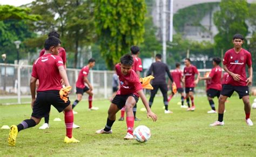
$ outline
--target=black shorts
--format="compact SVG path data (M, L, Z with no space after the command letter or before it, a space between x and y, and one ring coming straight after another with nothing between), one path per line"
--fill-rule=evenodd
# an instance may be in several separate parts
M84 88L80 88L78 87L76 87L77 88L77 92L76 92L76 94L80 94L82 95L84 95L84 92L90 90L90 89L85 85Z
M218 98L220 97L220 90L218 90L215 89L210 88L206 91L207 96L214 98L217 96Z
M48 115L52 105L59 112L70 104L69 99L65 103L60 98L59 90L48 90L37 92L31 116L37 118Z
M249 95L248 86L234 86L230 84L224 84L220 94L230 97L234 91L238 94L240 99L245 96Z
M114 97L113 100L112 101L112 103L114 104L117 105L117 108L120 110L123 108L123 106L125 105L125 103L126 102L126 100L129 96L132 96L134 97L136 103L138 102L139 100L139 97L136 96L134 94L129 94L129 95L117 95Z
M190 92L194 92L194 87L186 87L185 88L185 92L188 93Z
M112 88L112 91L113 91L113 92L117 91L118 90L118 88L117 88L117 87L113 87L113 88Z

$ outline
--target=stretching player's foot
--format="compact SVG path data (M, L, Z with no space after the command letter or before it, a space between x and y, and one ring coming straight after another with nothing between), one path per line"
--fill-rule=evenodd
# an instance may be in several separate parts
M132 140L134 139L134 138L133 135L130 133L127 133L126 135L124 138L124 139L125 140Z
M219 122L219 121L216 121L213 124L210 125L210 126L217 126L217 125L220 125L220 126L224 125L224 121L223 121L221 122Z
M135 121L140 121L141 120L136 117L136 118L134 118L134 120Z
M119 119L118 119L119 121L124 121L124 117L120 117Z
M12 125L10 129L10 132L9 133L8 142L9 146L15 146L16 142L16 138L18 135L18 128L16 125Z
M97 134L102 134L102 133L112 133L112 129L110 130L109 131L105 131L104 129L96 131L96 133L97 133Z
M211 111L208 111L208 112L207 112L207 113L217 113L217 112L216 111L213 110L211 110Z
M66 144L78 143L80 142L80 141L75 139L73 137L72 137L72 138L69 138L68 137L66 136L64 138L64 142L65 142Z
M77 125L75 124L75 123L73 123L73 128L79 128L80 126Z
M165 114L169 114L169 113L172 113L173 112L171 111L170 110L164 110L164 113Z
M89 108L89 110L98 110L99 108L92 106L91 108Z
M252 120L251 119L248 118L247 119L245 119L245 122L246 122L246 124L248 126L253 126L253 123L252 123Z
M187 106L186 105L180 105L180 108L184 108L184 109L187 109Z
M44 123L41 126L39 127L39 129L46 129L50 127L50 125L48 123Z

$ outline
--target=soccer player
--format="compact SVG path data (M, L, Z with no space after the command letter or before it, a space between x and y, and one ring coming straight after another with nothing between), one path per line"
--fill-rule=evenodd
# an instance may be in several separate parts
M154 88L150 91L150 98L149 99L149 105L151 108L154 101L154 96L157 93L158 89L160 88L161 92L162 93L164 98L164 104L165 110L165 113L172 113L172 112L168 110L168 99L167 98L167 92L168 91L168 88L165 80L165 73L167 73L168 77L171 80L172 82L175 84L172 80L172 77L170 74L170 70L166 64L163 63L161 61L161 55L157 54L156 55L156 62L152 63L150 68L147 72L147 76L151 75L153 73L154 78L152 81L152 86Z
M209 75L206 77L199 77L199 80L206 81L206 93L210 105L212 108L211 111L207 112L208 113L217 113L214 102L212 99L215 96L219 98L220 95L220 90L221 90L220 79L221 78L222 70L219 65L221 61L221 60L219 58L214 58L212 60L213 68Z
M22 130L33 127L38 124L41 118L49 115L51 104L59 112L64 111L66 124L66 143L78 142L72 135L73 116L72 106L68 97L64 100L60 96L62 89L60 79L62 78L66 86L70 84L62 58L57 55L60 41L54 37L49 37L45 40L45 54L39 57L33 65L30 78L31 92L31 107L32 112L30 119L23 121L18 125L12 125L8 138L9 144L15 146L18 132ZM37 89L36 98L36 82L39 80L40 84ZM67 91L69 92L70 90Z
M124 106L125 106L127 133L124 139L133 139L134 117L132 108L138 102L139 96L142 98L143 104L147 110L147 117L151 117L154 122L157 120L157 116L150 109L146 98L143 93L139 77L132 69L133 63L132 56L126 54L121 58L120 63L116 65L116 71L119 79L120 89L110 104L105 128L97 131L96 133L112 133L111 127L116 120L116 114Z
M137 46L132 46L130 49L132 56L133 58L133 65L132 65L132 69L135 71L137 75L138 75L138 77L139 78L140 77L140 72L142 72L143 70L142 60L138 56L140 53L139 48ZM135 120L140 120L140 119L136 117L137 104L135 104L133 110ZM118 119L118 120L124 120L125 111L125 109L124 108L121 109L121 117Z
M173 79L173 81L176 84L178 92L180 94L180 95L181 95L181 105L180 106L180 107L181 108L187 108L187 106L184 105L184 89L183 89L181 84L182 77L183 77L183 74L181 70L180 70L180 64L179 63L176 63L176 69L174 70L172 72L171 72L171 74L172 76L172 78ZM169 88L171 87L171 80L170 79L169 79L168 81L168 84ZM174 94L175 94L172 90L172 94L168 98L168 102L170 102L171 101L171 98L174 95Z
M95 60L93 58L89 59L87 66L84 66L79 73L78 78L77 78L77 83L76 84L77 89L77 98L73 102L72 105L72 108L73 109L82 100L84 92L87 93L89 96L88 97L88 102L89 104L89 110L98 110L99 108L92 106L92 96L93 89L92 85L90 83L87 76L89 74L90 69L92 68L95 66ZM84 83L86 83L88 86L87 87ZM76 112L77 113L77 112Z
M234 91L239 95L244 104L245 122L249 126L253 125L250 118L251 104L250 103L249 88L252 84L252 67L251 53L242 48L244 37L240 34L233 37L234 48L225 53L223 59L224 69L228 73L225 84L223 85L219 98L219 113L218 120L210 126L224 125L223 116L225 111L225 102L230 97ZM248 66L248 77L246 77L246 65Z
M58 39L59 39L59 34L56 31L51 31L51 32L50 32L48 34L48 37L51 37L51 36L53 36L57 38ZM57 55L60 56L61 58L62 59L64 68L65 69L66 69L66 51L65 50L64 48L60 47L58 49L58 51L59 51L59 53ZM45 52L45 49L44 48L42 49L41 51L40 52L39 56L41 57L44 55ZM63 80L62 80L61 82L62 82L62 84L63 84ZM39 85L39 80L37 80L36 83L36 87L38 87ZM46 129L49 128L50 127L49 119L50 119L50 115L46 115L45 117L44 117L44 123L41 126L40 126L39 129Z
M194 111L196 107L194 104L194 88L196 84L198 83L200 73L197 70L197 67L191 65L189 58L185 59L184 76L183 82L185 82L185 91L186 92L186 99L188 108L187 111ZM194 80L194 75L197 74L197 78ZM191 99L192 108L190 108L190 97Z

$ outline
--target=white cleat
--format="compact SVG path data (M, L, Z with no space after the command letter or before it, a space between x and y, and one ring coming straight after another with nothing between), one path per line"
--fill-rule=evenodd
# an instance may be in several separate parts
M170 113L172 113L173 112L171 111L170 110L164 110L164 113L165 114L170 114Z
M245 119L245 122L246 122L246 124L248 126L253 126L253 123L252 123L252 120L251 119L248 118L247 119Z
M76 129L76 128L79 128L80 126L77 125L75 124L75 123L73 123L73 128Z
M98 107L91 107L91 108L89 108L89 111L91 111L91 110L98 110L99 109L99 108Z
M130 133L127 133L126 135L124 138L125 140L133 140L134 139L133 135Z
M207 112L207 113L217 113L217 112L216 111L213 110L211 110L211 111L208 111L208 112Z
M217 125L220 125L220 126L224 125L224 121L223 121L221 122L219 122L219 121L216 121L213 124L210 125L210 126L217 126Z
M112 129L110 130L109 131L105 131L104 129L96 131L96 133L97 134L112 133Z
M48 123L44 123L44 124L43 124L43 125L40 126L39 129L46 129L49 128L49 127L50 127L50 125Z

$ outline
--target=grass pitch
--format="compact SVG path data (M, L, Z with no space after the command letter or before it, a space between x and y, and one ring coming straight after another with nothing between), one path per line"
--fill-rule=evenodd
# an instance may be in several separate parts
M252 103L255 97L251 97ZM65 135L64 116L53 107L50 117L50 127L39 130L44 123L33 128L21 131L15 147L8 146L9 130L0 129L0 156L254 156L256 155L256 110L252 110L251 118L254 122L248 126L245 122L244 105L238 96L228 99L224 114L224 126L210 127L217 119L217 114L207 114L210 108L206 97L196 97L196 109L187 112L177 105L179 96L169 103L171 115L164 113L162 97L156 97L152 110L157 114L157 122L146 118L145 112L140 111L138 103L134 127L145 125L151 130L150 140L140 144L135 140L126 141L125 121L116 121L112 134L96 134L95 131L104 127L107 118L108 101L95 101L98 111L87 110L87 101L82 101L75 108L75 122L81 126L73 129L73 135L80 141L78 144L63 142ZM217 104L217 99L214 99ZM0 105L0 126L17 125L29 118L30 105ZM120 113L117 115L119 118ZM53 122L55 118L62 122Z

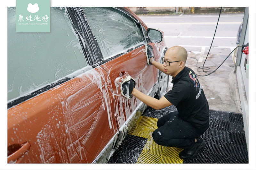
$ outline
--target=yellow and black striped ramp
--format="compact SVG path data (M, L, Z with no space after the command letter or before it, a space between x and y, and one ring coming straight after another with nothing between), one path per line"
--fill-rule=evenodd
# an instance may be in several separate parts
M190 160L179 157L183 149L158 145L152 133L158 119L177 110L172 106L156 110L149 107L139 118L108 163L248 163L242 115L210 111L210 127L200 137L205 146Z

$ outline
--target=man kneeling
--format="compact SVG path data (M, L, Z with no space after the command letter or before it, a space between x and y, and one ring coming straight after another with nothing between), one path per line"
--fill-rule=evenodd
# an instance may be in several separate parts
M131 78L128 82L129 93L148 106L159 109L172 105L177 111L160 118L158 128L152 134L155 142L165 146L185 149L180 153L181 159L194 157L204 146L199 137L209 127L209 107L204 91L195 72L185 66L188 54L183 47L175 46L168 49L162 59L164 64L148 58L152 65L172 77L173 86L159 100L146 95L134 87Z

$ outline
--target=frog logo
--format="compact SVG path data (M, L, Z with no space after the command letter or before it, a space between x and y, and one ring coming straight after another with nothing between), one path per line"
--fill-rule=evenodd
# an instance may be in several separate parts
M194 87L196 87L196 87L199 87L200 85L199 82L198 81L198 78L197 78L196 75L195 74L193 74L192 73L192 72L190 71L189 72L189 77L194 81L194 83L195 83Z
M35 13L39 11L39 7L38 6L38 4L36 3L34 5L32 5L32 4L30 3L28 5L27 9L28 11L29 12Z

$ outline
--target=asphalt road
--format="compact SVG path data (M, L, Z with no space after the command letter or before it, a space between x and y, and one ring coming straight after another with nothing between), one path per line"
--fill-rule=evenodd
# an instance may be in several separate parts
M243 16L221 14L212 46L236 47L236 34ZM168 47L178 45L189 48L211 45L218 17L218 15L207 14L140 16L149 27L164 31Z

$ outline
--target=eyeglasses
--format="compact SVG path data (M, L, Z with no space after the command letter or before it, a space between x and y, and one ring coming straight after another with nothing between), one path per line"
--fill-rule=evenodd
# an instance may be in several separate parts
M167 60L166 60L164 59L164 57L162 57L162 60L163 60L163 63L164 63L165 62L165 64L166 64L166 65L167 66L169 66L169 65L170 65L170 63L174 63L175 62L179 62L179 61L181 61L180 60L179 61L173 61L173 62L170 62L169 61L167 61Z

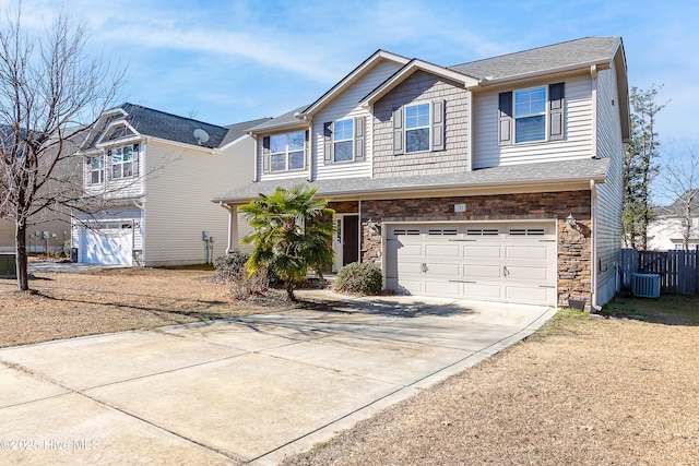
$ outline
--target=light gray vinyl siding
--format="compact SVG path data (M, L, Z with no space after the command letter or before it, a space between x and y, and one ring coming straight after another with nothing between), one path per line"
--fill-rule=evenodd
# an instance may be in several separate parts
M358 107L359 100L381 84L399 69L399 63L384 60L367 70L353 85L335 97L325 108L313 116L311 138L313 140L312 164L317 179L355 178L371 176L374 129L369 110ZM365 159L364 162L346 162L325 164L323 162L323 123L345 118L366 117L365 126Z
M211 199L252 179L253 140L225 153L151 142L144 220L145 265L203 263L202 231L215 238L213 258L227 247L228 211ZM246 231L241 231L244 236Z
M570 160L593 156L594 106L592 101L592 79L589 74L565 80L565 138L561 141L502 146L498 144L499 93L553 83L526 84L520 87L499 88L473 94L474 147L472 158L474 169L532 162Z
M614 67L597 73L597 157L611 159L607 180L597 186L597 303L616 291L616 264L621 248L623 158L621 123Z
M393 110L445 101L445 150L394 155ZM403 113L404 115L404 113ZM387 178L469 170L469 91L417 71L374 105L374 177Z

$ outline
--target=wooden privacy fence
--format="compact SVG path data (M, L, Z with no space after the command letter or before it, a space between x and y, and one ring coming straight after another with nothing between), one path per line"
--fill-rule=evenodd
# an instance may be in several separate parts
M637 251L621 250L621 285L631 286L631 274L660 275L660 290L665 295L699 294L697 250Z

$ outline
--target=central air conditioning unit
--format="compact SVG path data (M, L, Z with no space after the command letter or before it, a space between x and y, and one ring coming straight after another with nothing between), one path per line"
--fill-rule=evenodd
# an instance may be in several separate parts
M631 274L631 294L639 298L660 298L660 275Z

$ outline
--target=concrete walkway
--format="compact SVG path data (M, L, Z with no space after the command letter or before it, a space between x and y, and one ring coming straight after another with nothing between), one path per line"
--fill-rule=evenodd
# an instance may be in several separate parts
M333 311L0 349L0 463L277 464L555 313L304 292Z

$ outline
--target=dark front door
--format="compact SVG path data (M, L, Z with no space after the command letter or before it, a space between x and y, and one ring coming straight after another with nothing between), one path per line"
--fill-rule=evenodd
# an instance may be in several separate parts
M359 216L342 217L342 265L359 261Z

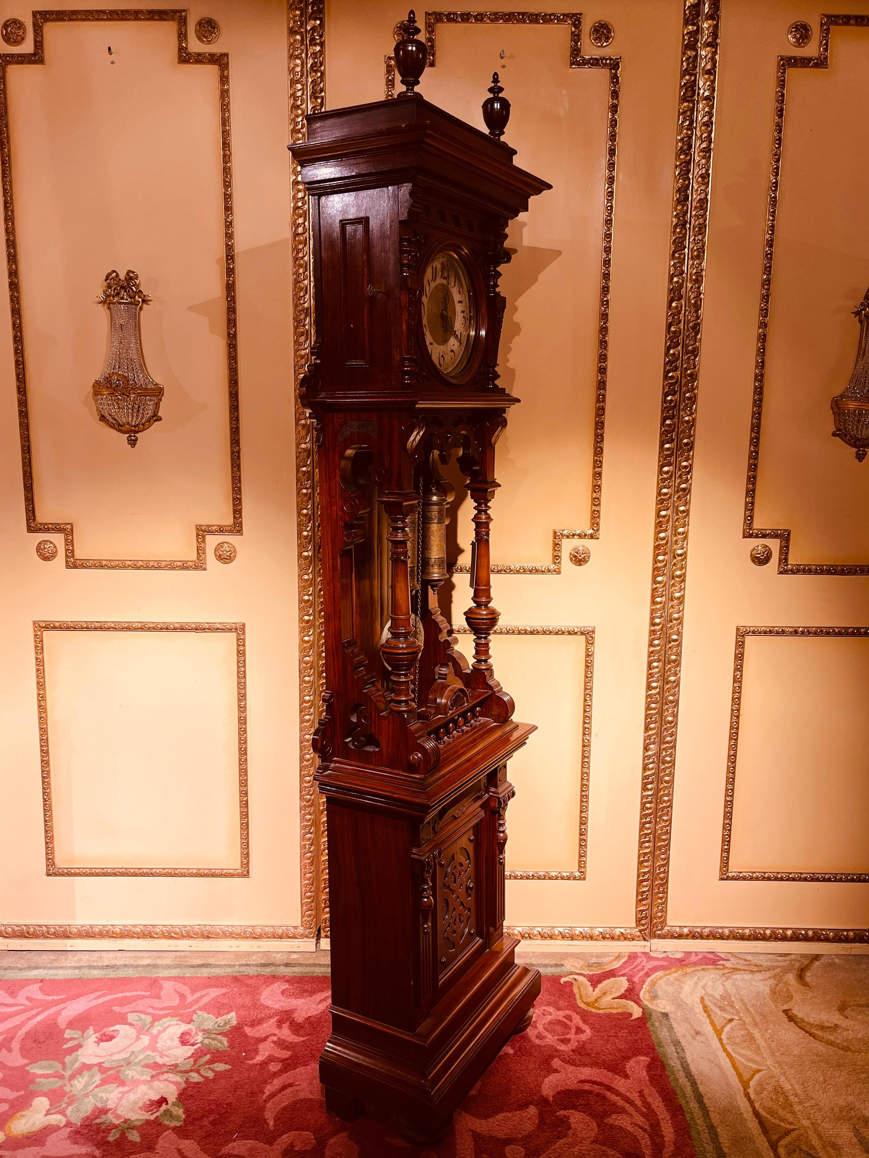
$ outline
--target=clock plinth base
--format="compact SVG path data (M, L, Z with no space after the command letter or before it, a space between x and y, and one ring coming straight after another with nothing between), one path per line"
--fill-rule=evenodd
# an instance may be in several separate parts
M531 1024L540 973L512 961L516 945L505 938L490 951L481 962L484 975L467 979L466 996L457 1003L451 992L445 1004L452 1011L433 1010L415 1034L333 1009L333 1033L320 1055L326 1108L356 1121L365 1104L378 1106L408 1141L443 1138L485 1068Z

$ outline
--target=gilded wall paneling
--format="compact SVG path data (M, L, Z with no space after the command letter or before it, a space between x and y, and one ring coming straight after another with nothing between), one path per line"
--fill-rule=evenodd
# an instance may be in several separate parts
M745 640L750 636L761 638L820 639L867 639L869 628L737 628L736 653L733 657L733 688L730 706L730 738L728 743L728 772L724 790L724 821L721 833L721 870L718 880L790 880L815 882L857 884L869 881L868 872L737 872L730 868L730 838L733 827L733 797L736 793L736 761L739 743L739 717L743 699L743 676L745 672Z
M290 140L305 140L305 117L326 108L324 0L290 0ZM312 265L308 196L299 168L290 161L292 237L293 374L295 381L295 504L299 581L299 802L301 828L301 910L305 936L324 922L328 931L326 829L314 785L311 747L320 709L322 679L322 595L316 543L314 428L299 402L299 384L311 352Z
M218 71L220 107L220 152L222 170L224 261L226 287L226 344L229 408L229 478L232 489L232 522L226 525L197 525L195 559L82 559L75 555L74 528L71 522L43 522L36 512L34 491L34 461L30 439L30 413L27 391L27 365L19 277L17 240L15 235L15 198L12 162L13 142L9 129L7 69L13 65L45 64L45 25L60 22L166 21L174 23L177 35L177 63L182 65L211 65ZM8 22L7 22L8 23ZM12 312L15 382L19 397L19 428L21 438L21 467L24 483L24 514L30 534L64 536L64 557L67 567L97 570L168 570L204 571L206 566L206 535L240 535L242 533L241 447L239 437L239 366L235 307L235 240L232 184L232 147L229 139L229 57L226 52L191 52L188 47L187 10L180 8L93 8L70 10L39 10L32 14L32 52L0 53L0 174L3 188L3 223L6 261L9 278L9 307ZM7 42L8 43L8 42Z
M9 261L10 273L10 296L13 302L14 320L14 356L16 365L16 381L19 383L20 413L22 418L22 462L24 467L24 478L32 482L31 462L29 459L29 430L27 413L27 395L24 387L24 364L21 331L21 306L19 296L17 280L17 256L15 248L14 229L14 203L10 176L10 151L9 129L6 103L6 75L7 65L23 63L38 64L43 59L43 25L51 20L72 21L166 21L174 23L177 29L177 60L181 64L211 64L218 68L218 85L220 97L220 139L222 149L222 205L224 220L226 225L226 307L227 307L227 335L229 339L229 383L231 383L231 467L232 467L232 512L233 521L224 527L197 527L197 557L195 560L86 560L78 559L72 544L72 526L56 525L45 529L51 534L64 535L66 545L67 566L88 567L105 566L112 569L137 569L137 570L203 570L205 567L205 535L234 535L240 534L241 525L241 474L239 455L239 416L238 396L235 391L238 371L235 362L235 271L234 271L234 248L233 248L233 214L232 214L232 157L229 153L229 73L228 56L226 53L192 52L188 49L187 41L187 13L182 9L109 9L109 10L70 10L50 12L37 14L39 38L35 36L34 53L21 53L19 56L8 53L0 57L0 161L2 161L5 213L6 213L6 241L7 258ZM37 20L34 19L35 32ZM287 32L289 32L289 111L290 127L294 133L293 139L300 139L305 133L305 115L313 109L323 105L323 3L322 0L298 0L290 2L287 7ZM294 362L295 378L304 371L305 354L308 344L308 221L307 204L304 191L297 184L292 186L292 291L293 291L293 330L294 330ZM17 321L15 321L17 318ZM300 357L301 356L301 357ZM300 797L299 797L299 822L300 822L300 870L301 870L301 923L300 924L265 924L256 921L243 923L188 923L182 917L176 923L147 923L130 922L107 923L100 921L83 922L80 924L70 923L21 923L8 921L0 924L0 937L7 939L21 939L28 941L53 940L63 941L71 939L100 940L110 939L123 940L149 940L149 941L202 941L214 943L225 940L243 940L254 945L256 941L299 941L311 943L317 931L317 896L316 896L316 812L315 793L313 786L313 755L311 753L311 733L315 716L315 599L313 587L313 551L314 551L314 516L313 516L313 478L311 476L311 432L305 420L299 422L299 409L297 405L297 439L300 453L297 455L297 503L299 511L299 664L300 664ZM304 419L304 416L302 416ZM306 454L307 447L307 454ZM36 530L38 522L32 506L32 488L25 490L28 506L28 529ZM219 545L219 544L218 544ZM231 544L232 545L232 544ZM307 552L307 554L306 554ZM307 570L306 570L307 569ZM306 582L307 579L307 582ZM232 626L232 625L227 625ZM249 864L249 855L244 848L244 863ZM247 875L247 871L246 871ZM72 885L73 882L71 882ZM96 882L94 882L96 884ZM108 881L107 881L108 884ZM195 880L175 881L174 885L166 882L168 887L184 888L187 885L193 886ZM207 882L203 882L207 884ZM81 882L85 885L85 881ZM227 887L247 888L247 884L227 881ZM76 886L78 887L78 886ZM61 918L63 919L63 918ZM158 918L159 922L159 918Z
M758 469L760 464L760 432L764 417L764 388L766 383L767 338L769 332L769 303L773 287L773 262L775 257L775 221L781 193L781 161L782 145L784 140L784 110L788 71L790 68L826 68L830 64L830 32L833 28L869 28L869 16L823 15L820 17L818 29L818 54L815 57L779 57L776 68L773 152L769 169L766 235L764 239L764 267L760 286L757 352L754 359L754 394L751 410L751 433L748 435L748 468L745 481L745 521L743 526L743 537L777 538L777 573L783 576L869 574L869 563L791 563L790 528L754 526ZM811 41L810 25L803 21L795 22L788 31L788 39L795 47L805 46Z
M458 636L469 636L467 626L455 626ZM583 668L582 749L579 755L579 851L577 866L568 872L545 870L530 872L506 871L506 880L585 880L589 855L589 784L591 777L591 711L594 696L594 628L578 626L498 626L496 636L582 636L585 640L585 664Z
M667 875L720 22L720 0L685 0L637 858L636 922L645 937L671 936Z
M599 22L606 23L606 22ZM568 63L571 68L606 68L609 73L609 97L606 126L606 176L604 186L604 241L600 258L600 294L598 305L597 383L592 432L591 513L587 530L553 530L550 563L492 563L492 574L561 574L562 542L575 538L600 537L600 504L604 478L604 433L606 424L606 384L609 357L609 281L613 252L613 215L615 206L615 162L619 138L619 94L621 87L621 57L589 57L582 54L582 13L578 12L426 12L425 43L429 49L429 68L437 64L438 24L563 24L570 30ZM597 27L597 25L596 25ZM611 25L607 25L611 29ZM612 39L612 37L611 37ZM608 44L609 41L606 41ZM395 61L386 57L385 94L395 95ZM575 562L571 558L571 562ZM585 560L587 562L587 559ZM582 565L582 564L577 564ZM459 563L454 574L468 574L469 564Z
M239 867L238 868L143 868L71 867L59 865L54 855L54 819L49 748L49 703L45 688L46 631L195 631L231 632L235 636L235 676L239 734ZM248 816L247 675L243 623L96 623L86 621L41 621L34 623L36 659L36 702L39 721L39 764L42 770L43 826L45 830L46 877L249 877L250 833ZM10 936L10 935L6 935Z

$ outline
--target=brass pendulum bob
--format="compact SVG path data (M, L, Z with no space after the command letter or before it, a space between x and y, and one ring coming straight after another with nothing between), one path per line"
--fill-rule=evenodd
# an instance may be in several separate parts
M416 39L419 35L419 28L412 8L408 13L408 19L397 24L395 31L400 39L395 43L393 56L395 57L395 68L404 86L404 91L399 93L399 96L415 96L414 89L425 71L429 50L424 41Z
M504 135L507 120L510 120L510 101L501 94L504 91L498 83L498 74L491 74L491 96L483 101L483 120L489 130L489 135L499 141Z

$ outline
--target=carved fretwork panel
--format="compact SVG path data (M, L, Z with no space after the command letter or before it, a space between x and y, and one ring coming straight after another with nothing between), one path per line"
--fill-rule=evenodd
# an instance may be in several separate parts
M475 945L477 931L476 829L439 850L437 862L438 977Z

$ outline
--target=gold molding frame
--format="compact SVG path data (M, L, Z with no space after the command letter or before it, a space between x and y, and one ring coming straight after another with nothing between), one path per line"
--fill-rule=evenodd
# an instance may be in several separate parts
|---|
● **Task to complete**
Render the lines from the first one through the line containing "M84 88L80 88L78" as a JSON list of strings, one string per line, with blank lines and the pictures left out.

● **Solution to the problem**
[
  "$ outline",
  "--target=black shorts",
  "--format=\"compact SVG path data (M, L, Z with no space after the command letter or before it, a space between x and y, and one ring coming straight after another with nothing between), one path per line\"",
  "--fill-rule=evenodd",
  "# an instance may be in several separate parts",
  "M84 88L80 88L78 87L76 87L77 88L77 92L76 92L76 94L80 94L82 95L84 95L84 92L90 90L90 89L85 85Z"
]